#### Given request
Copy the records word for word, from the line containing "of the large" up to and including the line containing "[(472, 791)]".

#### Exercise input
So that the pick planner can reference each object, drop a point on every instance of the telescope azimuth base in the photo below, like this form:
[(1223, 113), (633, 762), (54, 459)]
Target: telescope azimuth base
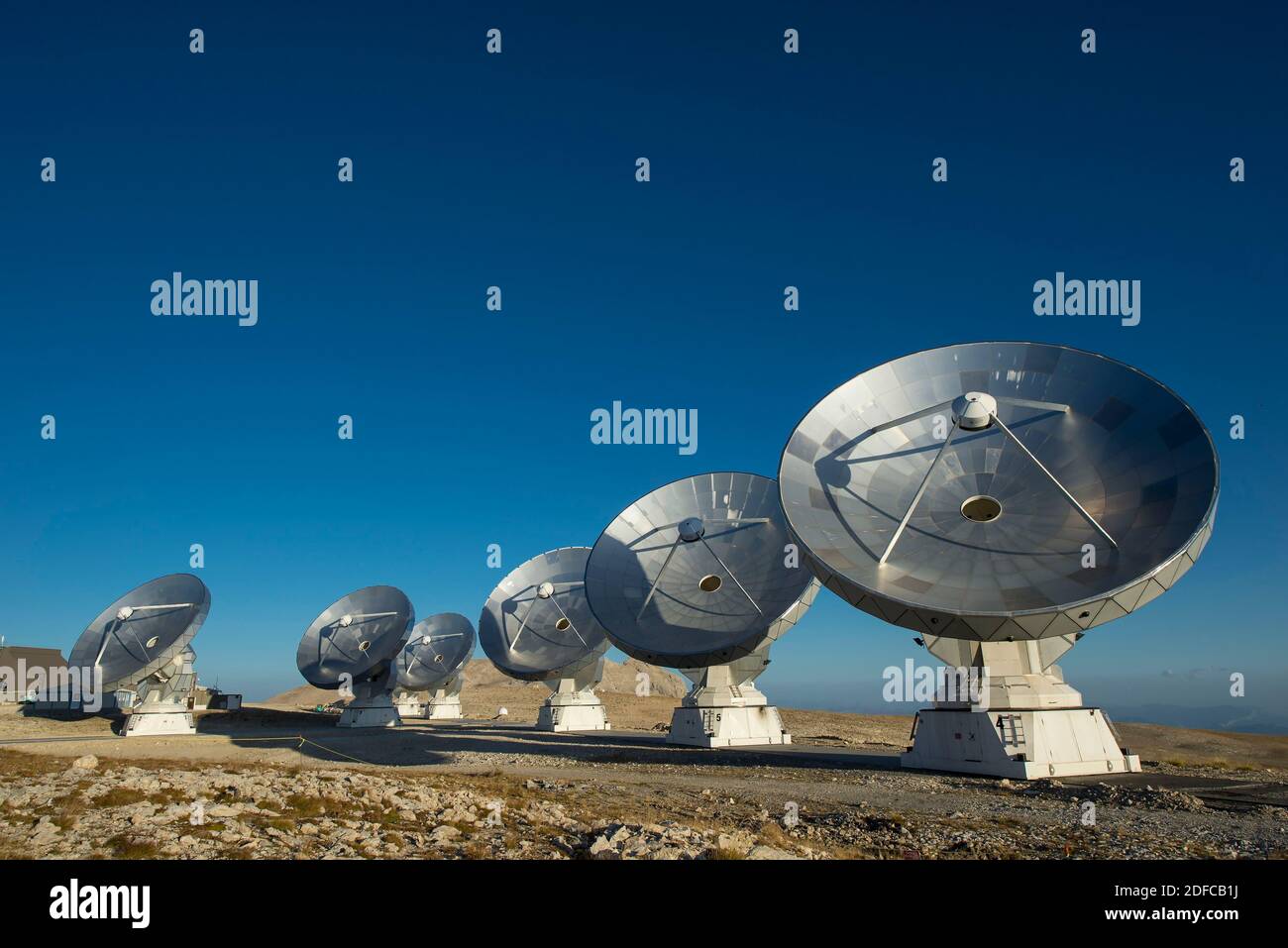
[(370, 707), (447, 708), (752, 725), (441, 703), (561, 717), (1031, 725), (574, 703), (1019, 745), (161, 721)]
---
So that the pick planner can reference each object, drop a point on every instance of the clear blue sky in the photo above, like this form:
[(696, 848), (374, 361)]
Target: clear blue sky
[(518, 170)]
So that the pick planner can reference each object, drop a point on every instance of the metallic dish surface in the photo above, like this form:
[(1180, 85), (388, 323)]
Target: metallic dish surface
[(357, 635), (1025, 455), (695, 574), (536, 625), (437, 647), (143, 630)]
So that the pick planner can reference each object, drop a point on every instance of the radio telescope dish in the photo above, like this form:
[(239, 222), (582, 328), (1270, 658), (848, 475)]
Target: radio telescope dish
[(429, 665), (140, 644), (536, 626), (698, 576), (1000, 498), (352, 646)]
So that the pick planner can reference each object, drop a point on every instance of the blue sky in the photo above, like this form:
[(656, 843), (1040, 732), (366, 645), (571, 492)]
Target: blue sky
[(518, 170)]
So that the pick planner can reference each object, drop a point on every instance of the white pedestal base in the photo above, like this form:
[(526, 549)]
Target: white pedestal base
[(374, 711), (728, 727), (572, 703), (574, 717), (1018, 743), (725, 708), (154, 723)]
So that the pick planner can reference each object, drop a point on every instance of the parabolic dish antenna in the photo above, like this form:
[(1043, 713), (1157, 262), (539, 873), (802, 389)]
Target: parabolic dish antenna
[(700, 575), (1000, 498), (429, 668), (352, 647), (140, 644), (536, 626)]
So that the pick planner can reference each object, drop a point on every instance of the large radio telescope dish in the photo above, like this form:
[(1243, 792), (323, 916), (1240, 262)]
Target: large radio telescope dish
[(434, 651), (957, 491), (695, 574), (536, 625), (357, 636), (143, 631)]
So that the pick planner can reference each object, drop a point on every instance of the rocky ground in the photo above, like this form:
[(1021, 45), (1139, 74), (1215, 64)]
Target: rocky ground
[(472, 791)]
* * *
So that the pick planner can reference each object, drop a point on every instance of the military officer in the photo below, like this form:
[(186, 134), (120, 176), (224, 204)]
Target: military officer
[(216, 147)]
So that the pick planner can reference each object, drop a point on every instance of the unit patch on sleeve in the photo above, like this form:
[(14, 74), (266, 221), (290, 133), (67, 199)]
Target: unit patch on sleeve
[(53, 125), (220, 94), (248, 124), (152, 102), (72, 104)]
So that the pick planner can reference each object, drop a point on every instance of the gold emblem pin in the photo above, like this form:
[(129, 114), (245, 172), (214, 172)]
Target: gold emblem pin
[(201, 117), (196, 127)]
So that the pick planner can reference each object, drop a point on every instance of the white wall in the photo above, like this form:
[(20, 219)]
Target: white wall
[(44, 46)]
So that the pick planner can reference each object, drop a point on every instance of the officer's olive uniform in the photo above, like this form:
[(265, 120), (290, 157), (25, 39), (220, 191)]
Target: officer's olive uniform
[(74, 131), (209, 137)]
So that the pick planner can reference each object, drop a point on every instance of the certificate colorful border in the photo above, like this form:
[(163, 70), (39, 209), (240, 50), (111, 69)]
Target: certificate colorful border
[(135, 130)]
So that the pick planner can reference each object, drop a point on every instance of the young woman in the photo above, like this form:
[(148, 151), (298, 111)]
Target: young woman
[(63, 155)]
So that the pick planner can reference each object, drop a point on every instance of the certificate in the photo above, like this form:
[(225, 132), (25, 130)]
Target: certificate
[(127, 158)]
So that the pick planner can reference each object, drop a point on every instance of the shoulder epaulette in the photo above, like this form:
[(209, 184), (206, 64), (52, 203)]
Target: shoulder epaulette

#### Correct answer
So that the pick planner can reference each object, drop a point on every instance of the large radio telescope dish in the photo above, like this form:
[(1243, 792), (323, 916), (1240, 262)]
Target: large radio telescope dish
[(434, 651), (957, 491), (695, 574), (536, 625), (357, 636), (143, 631)]
So that the pick planner can reference each object, drop a point on every instance of the rocky ground in the photo above, like this form:
[(1021, 45), (1139, 74), (1215, 64)]
Target: rocky ground
[(472, 791)]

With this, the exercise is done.